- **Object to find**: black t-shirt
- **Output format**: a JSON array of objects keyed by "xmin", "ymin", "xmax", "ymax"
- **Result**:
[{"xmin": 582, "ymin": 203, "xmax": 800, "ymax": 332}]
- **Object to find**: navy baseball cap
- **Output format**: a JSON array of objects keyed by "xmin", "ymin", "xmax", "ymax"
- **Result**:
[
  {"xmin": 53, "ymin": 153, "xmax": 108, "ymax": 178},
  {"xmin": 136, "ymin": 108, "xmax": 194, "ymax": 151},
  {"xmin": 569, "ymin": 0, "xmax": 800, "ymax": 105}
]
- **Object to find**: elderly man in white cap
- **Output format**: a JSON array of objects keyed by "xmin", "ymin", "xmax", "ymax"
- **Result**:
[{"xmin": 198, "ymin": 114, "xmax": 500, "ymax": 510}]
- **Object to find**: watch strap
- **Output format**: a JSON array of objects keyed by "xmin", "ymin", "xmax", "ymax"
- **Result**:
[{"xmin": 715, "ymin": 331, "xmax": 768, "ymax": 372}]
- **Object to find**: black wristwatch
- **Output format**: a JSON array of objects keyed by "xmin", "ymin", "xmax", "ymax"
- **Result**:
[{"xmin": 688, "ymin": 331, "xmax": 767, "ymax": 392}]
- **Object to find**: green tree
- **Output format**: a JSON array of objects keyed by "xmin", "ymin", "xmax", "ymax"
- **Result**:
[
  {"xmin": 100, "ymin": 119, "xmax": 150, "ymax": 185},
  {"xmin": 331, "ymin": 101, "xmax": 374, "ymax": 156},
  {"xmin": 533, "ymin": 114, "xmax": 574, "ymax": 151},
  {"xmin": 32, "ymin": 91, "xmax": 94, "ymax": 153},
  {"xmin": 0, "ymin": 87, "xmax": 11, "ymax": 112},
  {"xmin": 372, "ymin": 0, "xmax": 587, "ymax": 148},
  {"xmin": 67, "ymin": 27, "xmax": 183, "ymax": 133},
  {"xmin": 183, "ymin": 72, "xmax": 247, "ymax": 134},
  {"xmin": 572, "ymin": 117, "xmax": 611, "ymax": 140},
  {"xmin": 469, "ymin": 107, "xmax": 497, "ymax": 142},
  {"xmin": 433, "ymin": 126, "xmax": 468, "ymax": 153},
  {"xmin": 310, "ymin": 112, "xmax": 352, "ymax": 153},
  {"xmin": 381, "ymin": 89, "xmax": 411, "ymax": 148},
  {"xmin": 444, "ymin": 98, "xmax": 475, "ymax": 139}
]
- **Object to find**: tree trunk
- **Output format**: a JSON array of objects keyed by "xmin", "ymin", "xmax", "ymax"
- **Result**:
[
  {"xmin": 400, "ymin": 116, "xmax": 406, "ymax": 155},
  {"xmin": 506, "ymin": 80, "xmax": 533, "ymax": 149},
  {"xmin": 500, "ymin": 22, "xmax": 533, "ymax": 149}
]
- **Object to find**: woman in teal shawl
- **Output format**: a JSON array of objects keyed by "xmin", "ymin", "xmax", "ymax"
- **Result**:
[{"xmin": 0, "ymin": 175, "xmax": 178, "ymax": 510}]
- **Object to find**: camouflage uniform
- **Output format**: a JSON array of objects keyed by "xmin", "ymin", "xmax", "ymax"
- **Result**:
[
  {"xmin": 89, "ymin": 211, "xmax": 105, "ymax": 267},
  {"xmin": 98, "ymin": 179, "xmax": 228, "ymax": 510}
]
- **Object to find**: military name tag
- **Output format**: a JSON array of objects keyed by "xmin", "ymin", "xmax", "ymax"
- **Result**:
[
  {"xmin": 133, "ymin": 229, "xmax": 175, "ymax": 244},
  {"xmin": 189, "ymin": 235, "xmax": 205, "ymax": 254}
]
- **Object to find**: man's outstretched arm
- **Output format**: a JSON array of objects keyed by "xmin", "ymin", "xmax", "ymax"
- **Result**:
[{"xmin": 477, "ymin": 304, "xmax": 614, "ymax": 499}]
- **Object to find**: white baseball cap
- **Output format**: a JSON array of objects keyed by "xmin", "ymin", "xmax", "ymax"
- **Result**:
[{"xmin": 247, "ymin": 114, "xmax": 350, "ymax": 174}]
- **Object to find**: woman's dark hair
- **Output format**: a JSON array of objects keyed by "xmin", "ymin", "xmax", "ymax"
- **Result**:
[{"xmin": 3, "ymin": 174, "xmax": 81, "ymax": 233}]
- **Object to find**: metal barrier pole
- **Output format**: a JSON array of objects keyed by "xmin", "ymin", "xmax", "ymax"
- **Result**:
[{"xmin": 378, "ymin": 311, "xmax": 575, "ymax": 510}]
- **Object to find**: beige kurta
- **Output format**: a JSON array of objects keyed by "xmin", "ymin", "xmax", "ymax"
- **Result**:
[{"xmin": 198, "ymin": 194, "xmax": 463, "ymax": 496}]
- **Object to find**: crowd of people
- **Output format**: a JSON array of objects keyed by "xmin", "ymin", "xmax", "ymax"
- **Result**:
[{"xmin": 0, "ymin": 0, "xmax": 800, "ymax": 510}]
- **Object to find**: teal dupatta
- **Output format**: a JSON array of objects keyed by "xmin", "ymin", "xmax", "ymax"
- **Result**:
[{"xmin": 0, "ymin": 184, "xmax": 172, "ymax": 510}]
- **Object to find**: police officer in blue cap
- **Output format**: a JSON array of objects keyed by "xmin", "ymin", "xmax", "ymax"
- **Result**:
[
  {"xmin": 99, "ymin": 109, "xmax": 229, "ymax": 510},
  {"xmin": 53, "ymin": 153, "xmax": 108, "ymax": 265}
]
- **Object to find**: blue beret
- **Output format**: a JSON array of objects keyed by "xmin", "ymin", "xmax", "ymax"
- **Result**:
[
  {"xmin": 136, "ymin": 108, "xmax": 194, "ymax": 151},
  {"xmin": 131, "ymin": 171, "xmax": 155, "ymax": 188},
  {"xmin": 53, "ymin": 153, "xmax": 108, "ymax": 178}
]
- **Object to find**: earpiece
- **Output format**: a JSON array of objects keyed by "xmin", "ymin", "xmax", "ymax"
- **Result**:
--------------------------------
REQUEST:
Reproduce all of the rows above verbatim, without altering a single character.

ANSWER TO THE PROBLEM:
- **Object to find**: black t-shirt
- **Output format**: a JSON array of objects keyed by "xmin", "ymin", "xmax", "ymax"
- **Result**:
[{"xmin": 582, "ymin": 203, "xmax": 800, "ymax": 332}]
- **Object to find**: navy baseball cap
- **Output format**: a JSON array of objects keyed by "xmin", "ymin", "xmax", "ymax"
- **Result**:
[
  {"xmin": 53, "ymin": 153, "xmax": 108, "ymax": 178},
  {"xmin": 136, "ymin": 108, "xmax": 194, "ymax": 151},
  {"xmin": 569, "ymin": 0, "xmax": 800, "ymax": 105}
]
- **Object to find**: elderly man in white cap
- **Output format**: a JSON array of objects keyed by "xmin", "ymin", "xmax", "ymax"
- **Result**:
[{"xmin": 198, "ymin": 114, "xmax": 500, "ymax": 510}]
- **Object to find**: watch strap
- **Output format**: a JSON array of objects keyed by "xmin", "ymin", "xmax", "ymax"
- **Result**:
[{"xmin": 715, "ymin": 331, "xmax": 768, "ymax": 372}]
- **Object to find**: black wristwatch
- **Output format**: a JSON array of objects keyed by "xmin", "ymin", "xmax", "ymax"
- **Result**:
[{"xmin": 688, "ymin": 331, "xmax": 767, "ymax": 392}]
- **Object to find**: green tree
- **Output format**: a JSON array of objects keyed by "xmin", "ymin", "xmax", "ymax"
- **Result**:
[
  {"xmin": 100, "ymin": 119, "xmax": 150, "ymax": 185},
  {"xmin": 331, "ymin": 101, "xmax": 374, "ymax": 156},
  {"xmin": 533, "ymin": 114, "xmax": 574, "ymax": 151},
  {"xmin": 32, "ymin": 91, "xmax": 94, "ymax": 153},
  {"xmin": 0, "ymin": 87, "xmax": 11, "ymax": 112},
  {"xmin": 372, "ymin": 0, "xmax": 587, "ymax": 148},
  {"xmin": 67, "ymin": 27, "xmax": 183, "ymax": 133},
  {"xmin": 183, "ymin": 72, "xmax": 247, "ymax": 134},
  {"xmin": 572, "ymin": 117, "xmax": 611, "ymax": 140},
  {"xmin": 469, "ymin": 107, "xmax": 497, "ymax": 142},
  {"xmin": 433, "ymin": 126, "xmax": 468, "ymax": 153},
  {"xmin": 310, "ymin": 112, "xmax": 352, "ymax": 153},
  {"xmin": 381, "ymin": 89, "xmax": 411, "ymax": 148},
  {"xmin": 444, "ymin": 98, "xmax": 475, "ymax": 139}
]
- **Object to find**: tree trunk
- **Output format**: a JSON array of objects keyed by "xmin", "ymin", "xmax", "ymax"
- **Result**:
[
  {"xmin": 400, "ymin": 116, "xmax": 406, "ymax": 155},
  {"xmin": 506, "ymin": 80, "xmax": 533, "ymax": 149},
  {"xmin": 500, "ymin": 22, "xmax": 533, "ymax": 149}
]
- **Object to find**: woman in teal shawl
- **Output format**: a JSON array of objects keyed by "xmin", "ymin", "xmax", "ymax"
- **Result**:
[{"xmin": 0, "ymin": 175, "xmax": 178, "ymax": 510}]
- **Object to find**: camouflage uniform
- **Output format**: a JSON array of objects keyed by "xmin", "ymin", "xmax", "ymax"
- **Result**:
[
  {"xmin": 89, "ymin": 211, "xmax": 105, "ymax": 267},
  {"xmin": 98, "ymin": 179, "xmax": 228, "ymax": 510}
]
- **Object to find**: military name tag
- **Output format**: a JSON array of objects keyed by "xmin", "ymin", "xmax", "ymax"
- **Result**:
[
  {"xmin": 133, "ymin": 229, "xmax": 175, "ymax": 244},
  {"xmin": 189, "ymin": 235, "xmax": 205, "ymax": 254}
]
- **Object to find**: man's outstretched arm
- **Output format**: a JSON array of objects keyed by "xmin", "ymin", "xmax", "ymax"
- **Result**:
[{"xmin": 477, "ymin": 304, "xmax": 614, "ymax": 499}]
- **Object to find**: white baseball cap
- **Output format**: a JSON array of objects keyed by "xmin", "ymin", "xmax", "ymax"
- **Result**:
[{"xmin": 247, "ymin": 114, "xmax": 350, "ymax": 174}]
- **Object to find**: woman's dark hair
- **Output format**: a JSON array of objects keyed by "xmin", "ymin", "xmax", "ymax"
- **Result**:
[{"xmin": 3, "ymin": 174, "xmax": 81, "ymax": 233}]
- **Object to find**: metal barrier pole
- **Output format**: a JSON array of objects keyed by "xmin", "ymin", "xmax", "ymax"
- **Result**:
[{"xmin": 378, "ymin": 311, "xmax": 575, "ymax": 510}]
- **Object to find**: beige kurta
- **Output format**: a JSON array of objects keyed by "xmin", "ymin", "xmax", "ymax"
- **Result**:
[{"xmin": 198, "ymin": 194, "xmax": 463, "ymax": 496}]
- **Object to find**: crowd of people
- **Output format**: a JSON array of objects keyed by "xmin", "ymin", "xmax", "ymax"
- **Result**:
[{"xmin": 0, "ymin": 0, "xmax": 800, "ymax": 510}]
- **Object to find**: teal dupatta
- **Output format**: a JSON array of objects keyed by "xmin", "ymin", "xmax", "ymax"
- **Result**:
[{"xmin": 0, "ymin": 184, "xmax": 172, "ymax": 510}]
- **Object to find**: police officer in blue cap
- **Output format**: a JSON array of objects keyed by "xmin", "ymin", "xmax", "ymax"
- **Result**:
[
  {"xmin": 99, "ymin": 109, "xmax": 229, "ymax": 510},
  {"xmin": 53, "ymin": 153, "xmax": 108, "ymax": 265}
]
- **Object to find**: blue beret
- **Output format**: a JSON array of objects keyed by "xmin", "ymin", "xmax", "ymax"
- **Result**:
[
  {"xmin": 136, "ymin": 108, "xmax": 194, "ymax": 151},
  {"xmin": 131, "ymin": 171, "xmax": 155, "ymax": 188},
  {"xmin": 53, "ymin": 153, "xmax": 108, "ymax": 178}
]
- **Object to find**: earpiece
- **Output format**: a JSON array of objects keyed by "xmin", "ymin", "xmax", "ymax"
- **Result**:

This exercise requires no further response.